» **ACTIVITY**: Every line below that includes the word "foreground" needs to be copied.

» **DATA FOR THIS TASK**:
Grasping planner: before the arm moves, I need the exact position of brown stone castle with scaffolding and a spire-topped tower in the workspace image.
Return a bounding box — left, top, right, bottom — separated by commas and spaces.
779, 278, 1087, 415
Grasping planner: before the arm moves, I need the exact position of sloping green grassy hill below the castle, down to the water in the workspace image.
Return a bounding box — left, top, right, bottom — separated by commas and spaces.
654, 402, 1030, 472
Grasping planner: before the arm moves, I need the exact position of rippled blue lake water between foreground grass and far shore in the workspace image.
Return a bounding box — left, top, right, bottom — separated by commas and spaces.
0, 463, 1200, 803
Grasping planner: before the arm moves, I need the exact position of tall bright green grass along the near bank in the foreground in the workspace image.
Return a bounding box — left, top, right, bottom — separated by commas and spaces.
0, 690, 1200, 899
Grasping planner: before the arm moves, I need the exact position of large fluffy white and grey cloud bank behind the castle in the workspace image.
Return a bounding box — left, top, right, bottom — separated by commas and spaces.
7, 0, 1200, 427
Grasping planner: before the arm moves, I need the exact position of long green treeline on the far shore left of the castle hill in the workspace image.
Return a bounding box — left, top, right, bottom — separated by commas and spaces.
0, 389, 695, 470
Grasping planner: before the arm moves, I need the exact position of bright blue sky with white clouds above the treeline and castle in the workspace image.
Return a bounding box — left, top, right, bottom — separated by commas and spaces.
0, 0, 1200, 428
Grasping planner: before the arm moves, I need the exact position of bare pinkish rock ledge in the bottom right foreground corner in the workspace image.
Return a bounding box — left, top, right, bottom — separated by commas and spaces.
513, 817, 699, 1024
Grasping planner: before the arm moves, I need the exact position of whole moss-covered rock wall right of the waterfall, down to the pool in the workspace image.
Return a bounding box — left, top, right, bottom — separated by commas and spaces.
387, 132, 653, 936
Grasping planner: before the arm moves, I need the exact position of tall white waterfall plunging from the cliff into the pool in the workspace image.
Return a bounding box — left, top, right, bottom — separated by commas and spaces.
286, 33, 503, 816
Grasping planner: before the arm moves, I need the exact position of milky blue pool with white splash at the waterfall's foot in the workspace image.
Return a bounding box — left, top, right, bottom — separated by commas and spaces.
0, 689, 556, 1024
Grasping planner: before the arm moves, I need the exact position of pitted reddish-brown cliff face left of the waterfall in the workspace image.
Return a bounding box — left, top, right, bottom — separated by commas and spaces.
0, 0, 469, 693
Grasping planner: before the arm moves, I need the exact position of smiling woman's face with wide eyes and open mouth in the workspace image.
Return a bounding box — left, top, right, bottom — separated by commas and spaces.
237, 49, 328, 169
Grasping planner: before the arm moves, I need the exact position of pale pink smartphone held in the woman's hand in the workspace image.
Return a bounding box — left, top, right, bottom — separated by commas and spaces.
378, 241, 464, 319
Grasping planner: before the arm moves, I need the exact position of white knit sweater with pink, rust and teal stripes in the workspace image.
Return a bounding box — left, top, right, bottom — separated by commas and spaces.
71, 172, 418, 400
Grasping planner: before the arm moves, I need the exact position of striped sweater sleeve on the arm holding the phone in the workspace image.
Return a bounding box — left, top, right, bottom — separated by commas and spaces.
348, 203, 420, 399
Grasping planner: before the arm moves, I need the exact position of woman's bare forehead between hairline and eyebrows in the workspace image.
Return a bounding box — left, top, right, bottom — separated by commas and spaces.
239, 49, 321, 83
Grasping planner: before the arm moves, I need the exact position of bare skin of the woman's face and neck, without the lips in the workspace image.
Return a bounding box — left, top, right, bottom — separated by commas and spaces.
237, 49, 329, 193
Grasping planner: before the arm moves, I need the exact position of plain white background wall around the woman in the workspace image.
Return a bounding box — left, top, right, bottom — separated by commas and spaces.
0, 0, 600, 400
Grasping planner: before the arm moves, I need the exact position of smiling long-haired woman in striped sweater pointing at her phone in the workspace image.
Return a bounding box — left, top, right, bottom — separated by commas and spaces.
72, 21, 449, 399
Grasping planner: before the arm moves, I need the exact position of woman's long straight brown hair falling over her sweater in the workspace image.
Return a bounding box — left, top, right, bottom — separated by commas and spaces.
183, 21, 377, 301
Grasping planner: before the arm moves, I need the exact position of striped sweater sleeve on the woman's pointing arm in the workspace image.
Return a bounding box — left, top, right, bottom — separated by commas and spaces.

» **RESULT**:
Grasping planner: before the arm moves, I need the exact position of rippled blue lake water between foreground grass and far shore in the workspace image.
Grasping planner: before the arm moves, I need the exact position of tall bright green grass along the near bank in the foreground in the workspace image.
Grasping planner: before the arm moves, I need the exact position of bare pinkish rock ledge in the bottom right foreground corner in the workspace image.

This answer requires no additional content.